--- Start DATA PROVIDED ---

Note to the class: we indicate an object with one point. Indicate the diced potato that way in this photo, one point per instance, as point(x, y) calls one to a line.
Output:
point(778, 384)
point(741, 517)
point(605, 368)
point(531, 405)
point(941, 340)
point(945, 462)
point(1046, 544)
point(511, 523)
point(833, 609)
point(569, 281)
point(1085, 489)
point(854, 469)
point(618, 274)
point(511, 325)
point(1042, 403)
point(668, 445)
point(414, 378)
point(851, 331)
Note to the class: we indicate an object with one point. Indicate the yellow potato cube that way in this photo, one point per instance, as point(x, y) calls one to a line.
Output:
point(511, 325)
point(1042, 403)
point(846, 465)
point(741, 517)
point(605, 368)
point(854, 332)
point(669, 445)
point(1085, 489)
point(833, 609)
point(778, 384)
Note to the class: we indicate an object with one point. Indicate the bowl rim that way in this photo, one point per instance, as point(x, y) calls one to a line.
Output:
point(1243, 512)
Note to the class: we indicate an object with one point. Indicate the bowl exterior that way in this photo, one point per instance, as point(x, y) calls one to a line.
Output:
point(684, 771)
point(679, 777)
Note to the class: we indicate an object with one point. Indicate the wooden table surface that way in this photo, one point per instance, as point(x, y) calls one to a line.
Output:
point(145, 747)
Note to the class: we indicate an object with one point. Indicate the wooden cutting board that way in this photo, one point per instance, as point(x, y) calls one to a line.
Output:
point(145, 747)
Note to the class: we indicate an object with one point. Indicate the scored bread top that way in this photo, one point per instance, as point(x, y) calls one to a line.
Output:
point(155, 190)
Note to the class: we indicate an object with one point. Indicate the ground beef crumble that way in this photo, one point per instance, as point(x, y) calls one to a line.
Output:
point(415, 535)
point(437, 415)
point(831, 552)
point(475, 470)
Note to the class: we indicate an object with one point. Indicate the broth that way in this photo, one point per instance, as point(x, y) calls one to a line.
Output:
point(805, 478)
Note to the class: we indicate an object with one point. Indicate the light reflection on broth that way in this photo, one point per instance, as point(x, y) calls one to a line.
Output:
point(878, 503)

--- End DATA PROVIDED ---

- DIRECTION
Quote everything from the line containing "Indicate the scored" down to the last line of the records, including both of those lines, word for word.

- EXERCISE ANSWER
Note to the class: we indicate an object with one point. Indicate the scored bread top that way in this photo, one point per instance, as point(x, y) calls one to a line.
Output:
point(155, 190)
Note to the class: we indicate an object with one point. Indicate the ground beef crumble that way in this photo, one point per instance, as point(x, y) calls one to a line.
Output:
point(415, 535)
point(437, 415)
point(831, 552)
point(475, 470)
Note to the class: we indicate an object with one point. Indicate the broth that way in this photo, one point per instance, as point(x, y) calls one to a line.
Output:
point(805, 478)
Note to the class: we indicate an object with one point. Indicate the light reflection on broth that way in this photo, one point per instance, as point(x, y) calls one to a line.
Output:
point(878, 503)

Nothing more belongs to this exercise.